* **Excerpt**
** Begin **

By Moonlight

It comes as a surprise to  me that once again I have Boris Johnson to thank for something. This time an October evening looking out from a garret room over the rooftops of North London. I never really imagined thanking him for anything at all, but its not the first time, that zip wire fiasco a few years ago, that was a humdinger, or that time the big oaf flattened that little Japanese boy with a rugby tackle, achingly bufoonishly funny.

Boris this time has my thanks for my fourteen day quarantine, I am under strict instruction to isolate myself and avoid mingling with the masses on the streets of old London Town after arriving from a Spanish sojourn. 

I have Boris to thank for this moment, without him I wouldn’t be looking out of the window at the moon, that reliable lump of rock that comes and goes as regular as lunar clockwork, I stand and stare & feel it necessary to snap a pic with my iphone to mark the occasion. In my head Debussy plays, the best moments always go well with a good soundtrack after all, Claire De Lune of course, a schmaltzy tune if there ever was one that I can’t help but like.

My enforced isolation and the moon has me musing, Debussy was a creature of Paris & the fin de siecle society that flourished there, he numbered Ravel & Stravinsky & Satie amongst his mates & spent his time composing, teaching & as a critic to earn a crust in between amorous adventures with the good & the bad ladies of Paris. 

As a critic he once wrote that he hated sentimentality in music and yet when I listen to Claire de Lune it feels laden with it, every phrase & note. He composed the piece after a poem by Verlane a slightly older fellow countryman who wrote ‘Claire de Lune’  in 1869.

Paul Verlane

Clair de lune

Votre âme est un paysage choisi

Que vont charmant masques et bergamasques

Jouant du luth et dansant et quasi

Tristes sous leurs déguisements fantasques.

Tout en chantant sur le mode mineur

L’amour vainqueur et la vie opportune,

Ils n’ont pas l’air de croire à leur bonheur

Et leur chanson se mêle au clair de lune,

Au calme clair de lune triste et beau,

Qui fait rêver les oiseaux dans les arbres

Et sangloter d’extase les jets d’eau,

Les grands jets d’eau sveltes parmi les marbres.

Moonlight ( with apologies for my translation )

Your soul is a special land

Where masked revellers & party people journey 

Playing the lute and dancing and almost

Sad beneath their fantastic disguises.

** End **

* **Source records**
** Begin **

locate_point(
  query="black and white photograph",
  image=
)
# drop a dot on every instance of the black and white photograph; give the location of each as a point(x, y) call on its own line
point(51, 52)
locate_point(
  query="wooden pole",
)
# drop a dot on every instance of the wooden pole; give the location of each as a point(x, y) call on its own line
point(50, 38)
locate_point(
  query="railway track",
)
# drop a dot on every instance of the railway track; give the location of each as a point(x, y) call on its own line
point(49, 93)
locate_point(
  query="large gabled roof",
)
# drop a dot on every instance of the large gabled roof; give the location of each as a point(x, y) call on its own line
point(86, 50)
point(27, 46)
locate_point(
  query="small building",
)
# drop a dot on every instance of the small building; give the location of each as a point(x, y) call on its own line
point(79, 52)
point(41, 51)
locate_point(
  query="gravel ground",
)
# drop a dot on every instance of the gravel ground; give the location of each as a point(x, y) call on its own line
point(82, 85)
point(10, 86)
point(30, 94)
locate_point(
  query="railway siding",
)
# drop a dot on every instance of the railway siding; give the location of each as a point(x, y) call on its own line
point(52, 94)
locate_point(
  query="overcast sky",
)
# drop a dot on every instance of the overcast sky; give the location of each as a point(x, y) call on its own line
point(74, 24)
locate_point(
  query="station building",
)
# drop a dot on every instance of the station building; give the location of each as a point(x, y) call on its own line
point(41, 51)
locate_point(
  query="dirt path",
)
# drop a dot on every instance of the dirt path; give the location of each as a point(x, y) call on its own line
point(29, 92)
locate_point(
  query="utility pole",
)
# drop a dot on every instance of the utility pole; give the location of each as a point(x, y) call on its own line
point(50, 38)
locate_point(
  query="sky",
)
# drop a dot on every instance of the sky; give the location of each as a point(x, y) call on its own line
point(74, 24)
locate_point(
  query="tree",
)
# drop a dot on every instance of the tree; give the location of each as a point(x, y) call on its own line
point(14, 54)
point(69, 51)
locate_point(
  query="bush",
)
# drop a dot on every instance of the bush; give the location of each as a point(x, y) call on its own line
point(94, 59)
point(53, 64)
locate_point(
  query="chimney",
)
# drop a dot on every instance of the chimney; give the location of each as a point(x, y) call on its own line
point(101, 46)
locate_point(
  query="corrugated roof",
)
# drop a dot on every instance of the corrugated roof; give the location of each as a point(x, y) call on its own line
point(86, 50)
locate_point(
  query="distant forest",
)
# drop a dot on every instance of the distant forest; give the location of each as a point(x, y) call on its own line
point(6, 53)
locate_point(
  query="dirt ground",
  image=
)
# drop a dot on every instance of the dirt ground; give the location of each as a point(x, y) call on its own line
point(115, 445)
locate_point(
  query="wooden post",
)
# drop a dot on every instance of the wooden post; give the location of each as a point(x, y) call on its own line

** End **

* **What is asked**
1. Rewrite the moonlight essay from "My enforced isolation" to "Lune’  in 1869.", inclusive, changing "critic" to "reviewer".
2. Count the lines in the records that contain the string "small", and reply with only the number.

* **Outputs by task**
1.
My enforced isolation and the moon has me musing, Debussy was a creature of Paris & the fin de siecle society that flourished there, he numbered Ravel & Stravinsky & Satie amongst his mates & spent his time composing, teaching & as a reviewer to earn a crust in between amorous adventures with the good & the bad ladies of Paris. 

As a reviewer he once wrote that he hated sentimentality in music and yet when I listen to Claire de Lune it feels laden with it, every phrase & note. He composed the piece after a poem by Verlane a slightly older fellow countryman who wrote ‘Claire de Lune’  in 1869.

2. 2